# WORK INSTRUCTION:
The lines to copy from the data below are those that hold the string "white".

(Source data)
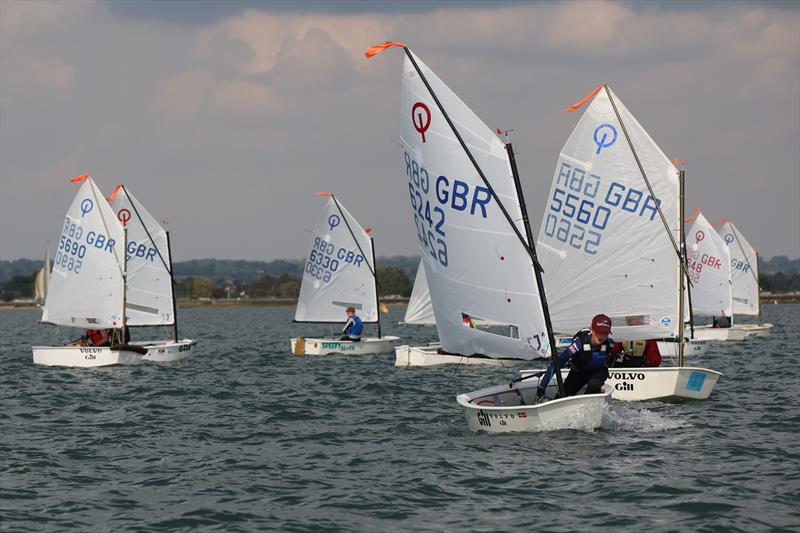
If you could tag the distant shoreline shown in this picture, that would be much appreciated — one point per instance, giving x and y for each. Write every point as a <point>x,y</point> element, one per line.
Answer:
<point>191,304</point>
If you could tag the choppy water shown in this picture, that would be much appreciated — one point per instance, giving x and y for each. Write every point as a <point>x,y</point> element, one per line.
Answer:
<point>244,436</point>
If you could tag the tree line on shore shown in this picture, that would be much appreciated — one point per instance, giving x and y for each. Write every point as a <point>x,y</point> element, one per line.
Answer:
<point>223,278</point>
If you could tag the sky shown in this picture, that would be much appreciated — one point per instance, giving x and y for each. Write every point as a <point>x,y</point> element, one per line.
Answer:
<point>224,118</point>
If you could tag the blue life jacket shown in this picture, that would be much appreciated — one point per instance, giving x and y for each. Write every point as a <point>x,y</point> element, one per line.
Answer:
<point>586,358</point>
<point>355,327</point>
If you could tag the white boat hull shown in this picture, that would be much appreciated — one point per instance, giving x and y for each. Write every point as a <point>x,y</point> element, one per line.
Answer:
<point>690,347</point>
<point>498,409</point>
<point>321,346</point>
<point>83,356</point>
<point>707,333</point>
<point>666,348</point>
<point>168,351</point>
<point>406,355</point>
<point>639,384</point>
<point>756,330</point>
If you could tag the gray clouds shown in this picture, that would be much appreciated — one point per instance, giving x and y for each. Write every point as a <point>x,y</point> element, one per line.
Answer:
<point>225,125</point>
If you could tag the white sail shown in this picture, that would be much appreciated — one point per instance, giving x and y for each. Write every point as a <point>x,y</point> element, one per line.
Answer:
<point>338,271</point>
<point>420,308</point>
<point>149,298</point>
<point>709,266</point>
<point>475,264</point>
<point>42,281</point>
<point>86,285</point>
<point>744,269</point>
<point>602,243</point>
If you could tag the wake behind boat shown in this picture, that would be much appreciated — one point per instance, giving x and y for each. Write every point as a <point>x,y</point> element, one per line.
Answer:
<point>339,274</point>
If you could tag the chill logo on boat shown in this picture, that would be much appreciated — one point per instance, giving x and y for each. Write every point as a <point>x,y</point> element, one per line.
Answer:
<point>581,206</point>
<point>625,378</point>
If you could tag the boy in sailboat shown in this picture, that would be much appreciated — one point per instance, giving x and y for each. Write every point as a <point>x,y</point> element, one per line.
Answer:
<point>353,327</point>
<point>588,356</point>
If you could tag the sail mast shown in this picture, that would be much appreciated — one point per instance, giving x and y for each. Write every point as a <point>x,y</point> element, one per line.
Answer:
<point>172,290</point>
<point>537,273</point>
<point>682,176</point>
<point>375,277</point>
<point>124,285</point>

# THE ANSWER:
If you could tag the white boat hull shown in this picture, that would be much appreciated — one point per instance, giving x and y for each. Write every point as a <point>x,y</point> element, one per line.
If you could tag the white sail shown in this picture, that would be much appreciated — one point per instance, giving x and y for each. Write every point as a <point>x,y</point> element, one per line.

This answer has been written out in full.